### Task to complete
Rename "field-scouting tally" to "crop survey count" everywhere in the listing below, and leave everything else unchanged.

+++++

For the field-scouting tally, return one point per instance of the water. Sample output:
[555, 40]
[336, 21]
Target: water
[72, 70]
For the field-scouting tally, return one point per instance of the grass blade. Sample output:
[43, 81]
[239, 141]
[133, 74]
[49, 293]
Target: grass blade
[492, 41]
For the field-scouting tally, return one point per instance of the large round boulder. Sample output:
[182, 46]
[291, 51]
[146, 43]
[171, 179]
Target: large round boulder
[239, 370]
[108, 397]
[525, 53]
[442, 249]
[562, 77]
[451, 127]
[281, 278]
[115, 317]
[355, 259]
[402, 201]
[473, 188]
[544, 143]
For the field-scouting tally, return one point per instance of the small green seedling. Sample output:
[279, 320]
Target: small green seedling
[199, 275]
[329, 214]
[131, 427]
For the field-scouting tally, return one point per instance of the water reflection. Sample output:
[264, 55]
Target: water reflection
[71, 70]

+++++

### Task answer
For the crop survey count, return one point per instance of the water. Sample output:
[555, 40]
[336, 21]
Target: water
[72, 70]
For the crop survey count, return one point per instance of the grass blade. Sample output:
[43, 81]
[239, 141]
[133, 74]
[49, 293]
Target: grass blade
[492, 41]
For the crop survey count, return one point per instance of the large round boulder. Sample output:
[182, 46]
[291, 51]
[146, 43]
[171, 179]
Target: large round boulder
[239, 370]
[108, 397]
[525, 53]
[442, 249]
[562, 77]
[451, 127]
[281, 278]
[115, 317]
[355, 259]
[402, 201]
[473, 188]
[544, 143]
For the crop survey count, return one point per instance of the small green seedling. Sample output:
[279, 320]
Target: small green seedling
[199, 275]
[329, 214]
[131, 427]
For the crop survey count, return one point per instance of the water reflection. Sample output:
[264, 55]
Target: water reflection
[71, 70]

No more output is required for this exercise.